- [The problem] Print word for word the first line of the records below and every following line through the one containing "Drop one point per instance of the blurred dancer"; print nothing else.

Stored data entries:
● ● ● ● ●

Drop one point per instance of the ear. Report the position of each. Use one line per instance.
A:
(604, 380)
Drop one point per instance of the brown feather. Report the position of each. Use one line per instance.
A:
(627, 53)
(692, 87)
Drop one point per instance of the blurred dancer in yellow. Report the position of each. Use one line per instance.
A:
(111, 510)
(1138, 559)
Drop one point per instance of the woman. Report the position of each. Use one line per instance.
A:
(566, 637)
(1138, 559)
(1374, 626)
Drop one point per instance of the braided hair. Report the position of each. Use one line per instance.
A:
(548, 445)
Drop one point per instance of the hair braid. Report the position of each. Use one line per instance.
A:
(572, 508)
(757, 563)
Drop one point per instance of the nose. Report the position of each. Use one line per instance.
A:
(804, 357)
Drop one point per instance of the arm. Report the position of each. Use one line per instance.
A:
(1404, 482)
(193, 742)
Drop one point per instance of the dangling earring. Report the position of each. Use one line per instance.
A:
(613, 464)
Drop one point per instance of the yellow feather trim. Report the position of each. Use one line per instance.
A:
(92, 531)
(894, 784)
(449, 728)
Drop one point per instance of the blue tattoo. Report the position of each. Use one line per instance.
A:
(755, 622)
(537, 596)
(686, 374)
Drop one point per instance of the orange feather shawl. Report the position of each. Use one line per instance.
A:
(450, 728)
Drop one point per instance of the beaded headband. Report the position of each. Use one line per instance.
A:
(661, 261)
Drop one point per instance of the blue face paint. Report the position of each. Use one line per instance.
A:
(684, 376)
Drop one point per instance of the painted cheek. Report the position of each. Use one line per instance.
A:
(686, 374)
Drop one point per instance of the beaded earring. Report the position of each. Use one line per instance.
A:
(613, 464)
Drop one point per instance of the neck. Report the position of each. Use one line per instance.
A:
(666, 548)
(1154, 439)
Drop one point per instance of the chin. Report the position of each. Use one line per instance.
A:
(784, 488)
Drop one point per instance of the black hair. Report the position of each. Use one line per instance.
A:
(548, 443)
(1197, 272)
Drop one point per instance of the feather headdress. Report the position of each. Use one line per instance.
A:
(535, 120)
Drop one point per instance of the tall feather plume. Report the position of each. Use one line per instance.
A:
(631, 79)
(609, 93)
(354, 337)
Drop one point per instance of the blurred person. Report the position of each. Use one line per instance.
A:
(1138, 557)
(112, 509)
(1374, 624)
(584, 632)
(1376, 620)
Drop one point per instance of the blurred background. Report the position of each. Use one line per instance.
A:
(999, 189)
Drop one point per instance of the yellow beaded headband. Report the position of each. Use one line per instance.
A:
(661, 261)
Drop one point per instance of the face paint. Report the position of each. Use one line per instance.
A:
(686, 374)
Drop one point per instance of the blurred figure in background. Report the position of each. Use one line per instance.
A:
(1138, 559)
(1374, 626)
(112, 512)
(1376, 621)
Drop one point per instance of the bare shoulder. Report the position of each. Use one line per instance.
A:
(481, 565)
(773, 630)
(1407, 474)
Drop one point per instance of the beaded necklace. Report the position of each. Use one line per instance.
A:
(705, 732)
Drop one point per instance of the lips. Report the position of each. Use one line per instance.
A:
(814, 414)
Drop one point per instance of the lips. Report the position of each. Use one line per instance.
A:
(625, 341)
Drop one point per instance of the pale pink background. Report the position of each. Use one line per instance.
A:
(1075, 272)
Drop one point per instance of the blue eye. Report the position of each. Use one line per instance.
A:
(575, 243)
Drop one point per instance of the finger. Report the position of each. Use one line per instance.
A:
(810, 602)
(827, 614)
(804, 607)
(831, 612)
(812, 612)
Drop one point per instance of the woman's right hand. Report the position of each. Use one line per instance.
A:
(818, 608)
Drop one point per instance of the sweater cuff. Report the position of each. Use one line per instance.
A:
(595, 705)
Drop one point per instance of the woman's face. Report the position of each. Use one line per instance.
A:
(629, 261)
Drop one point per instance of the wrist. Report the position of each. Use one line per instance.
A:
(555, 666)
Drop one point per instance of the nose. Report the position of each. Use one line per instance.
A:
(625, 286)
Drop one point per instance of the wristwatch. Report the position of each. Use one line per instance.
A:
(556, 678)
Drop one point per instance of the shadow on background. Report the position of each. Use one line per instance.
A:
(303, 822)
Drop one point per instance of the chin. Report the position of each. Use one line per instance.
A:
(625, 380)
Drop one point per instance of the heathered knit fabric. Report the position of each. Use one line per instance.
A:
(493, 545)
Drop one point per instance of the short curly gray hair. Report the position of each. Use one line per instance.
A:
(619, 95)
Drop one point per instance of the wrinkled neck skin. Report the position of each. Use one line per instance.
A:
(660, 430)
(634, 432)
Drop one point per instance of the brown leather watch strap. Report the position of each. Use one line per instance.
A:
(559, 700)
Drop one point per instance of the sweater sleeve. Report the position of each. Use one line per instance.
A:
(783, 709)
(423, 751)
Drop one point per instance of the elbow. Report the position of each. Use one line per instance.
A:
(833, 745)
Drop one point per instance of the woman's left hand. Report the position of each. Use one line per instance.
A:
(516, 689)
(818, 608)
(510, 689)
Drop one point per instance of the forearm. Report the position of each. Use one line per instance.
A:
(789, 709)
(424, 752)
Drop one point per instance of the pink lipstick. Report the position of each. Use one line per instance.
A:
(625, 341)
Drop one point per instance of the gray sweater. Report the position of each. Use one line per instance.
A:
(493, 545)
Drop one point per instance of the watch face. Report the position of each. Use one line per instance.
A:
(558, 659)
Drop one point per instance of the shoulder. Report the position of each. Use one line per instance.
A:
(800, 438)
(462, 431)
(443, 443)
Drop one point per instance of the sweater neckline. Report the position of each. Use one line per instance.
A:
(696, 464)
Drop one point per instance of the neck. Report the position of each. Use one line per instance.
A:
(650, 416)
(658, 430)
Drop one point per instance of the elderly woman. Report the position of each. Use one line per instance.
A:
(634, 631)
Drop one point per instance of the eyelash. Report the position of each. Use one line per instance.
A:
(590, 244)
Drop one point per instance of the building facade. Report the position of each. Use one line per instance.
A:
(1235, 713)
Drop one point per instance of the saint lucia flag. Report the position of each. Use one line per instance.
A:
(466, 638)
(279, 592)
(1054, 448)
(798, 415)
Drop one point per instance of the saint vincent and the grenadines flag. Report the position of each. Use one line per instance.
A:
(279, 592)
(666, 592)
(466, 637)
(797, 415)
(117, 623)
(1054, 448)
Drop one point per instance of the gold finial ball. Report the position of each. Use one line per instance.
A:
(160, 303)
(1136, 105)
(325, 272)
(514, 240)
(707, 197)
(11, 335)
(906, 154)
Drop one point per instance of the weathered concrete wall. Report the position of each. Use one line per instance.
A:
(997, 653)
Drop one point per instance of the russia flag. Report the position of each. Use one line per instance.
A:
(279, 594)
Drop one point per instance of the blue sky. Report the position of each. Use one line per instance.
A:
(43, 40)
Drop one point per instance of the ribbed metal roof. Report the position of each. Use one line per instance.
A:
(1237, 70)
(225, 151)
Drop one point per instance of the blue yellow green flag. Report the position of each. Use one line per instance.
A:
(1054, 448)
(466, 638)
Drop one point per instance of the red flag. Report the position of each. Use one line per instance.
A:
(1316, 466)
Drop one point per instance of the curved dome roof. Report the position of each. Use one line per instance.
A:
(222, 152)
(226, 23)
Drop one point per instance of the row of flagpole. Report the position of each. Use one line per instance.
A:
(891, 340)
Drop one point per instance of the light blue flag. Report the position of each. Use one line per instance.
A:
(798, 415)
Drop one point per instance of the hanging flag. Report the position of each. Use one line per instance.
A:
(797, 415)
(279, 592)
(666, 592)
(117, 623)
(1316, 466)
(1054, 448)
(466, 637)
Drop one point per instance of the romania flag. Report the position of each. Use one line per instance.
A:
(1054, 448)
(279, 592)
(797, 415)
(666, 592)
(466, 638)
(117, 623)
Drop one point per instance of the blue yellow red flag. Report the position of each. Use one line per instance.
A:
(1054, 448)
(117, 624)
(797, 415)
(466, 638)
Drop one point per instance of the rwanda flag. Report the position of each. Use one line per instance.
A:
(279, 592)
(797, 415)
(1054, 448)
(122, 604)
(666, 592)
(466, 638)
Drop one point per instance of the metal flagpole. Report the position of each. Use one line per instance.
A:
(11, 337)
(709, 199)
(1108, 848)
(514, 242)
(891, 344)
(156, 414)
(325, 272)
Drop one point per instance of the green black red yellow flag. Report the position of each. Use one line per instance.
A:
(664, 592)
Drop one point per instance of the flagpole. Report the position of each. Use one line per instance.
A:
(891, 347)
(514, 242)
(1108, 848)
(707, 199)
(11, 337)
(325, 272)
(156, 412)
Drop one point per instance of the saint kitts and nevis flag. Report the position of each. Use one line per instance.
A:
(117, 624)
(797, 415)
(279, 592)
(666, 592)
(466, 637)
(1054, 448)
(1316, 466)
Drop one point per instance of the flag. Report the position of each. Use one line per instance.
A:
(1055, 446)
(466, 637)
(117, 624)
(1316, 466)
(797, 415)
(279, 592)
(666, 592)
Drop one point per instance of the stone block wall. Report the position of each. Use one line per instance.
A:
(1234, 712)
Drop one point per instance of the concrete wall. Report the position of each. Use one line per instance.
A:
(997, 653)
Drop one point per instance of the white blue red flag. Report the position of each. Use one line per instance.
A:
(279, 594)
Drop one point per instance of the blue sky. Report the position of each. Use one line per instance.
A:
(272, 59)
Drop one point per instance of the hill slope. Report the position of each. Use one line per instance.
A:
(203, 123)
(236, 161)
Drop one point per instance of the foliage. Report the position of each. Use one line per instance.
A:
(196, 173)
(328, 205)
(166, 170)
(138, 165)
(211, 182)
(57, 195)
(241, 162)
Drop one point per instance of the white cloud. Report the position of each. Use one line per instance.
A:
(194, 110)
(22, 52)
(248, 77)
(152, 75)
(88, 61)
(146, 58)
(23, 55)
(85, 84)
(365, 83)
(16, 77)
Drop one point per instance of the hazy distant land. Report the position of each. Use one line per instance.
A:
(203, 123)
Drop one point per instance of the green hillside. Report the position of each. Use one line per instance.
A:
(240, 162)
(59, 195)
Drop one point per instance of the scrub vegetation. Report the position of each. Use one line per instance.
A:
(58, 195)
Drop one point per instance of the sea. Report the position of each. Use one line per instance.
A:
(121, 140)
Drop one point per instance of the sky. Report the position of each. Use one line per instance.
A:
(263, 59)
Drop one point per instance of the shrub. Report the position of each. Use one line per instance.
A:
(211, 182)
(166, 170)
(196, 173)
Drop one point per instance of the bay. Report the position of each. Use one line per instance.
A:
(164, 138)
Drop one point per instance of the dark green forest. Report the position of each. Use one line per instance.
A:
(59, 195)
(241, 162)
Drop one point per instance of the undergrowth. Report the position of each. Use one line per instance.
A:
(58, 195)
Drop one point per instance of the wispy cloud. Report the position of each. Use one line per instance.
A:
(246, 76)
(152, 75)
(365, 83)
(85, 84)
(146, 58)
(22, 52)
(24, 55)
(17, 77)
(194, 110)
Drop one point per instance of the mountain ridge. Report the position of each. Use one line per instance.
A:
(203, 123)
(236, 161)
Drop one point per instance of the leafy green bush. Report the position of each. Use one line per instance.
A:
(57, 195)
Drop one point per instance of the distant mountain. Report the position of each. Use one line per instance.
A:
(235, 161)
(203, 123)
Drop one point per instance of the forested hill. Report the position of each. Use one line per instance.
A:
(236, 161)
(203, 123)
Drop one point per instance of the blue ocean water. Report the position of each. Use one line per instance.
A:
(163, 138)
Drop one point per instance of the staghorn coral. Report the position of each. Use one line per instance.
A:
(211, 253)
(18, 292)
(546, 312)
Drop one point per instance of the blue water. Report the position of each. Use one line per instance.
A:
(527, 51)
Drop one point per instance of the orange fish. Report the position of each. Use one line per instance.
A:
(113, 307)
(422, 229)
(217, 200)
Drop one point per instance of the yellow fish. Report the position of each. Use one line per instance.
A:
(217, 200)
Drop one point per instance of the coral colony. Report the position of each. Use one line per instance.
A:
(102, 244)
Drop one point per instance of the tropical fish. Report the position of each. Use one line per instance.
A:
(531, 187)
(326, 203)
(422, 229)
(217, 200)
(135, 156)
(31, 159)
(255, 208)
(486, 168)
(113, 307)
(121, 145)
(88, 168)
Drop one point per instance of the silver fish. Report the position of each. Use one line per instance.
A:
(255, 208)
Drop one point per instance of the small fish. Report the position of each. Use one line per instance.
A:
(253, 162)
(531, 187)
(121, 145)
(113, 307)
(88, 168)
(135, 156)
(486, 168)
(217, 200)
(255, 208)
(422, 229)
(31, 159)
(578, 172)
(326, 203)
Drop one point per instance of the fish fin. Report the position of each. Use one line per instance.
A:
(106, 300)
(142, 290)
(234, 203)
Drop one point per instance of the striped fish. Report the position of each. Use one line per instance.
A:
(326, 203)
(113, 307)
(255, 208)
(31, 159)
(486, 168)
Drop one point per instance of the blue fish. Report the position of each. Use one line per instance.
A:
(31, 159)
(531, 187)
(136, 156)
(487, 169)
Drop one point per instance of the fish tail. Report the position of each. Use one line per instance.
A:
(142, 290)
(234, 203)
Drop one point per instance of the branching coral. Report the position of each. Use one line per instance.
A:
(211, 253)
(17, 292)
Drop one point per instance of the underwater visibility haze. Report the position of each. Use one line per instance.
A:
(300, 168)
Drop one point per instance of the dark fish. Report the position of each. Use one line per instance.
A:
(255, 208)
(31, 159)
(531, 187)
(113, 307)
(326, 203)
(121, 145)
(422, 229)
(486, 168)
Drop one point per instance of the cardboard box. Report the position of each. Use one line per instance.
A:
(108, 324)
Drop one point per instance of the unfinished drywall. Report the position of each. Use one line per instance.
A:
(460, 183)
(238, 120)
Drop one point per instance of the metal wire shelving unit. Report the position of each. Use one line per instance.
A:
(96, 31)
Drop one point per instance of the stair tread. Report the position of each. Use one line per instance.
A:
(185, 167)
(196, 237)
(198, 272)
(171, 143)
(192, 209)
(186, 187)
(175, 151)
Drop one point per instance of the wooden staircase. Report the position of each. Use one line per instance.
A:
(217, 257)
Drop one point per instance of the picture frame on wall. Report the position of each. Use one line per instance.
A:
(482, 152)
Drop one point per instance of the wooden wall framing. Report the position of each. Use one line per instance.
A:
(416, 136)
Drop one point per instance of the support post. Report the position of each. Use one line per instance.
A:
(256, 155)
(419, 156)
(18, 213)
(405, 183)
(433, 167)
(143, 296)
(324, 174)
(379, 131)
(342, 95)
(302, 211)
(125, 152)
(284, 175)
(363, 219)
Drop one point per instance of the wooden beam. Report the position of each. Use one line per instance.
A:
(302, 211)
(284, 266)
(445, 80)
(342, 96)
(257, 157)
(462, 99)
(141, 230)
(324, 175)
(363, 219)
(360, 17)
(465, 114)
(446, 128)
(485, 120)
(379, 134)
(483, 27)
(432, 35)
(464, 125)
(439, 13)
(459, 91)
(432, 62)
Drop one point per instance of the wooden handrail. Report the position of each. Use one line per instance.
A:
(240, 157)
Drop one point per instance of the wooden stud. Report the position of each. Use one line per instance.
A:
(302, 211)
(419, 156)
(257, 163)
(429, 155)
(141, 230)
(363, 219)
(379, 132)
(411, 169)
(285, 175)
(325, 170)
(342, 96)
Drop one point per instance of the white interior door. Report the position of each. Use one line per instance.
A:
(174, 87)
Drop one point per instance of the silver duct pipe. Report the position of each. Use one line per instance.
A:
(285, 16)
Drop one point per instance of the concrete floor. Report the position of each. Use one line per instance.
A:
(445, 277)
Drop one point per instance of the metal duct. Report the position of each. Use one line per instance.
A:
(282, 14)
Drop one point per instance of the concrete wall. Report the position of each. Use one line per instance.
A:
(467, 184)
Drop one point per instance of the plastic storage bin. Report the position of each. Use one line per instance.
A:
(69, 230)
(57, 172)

● ● ● ● ●

- [Response to the task]
Drop one point per instance of the ear. Report the position of each. Use one line per instance.
A:
(604, 380)
Drop one point per instance of the brown feather. Report the position of each. Use one line per instance.
A:
(627, 53)
(692, 87)
Drop one point per instance of the blurred dancer in yellow. Report the position of each. Use one line per instance.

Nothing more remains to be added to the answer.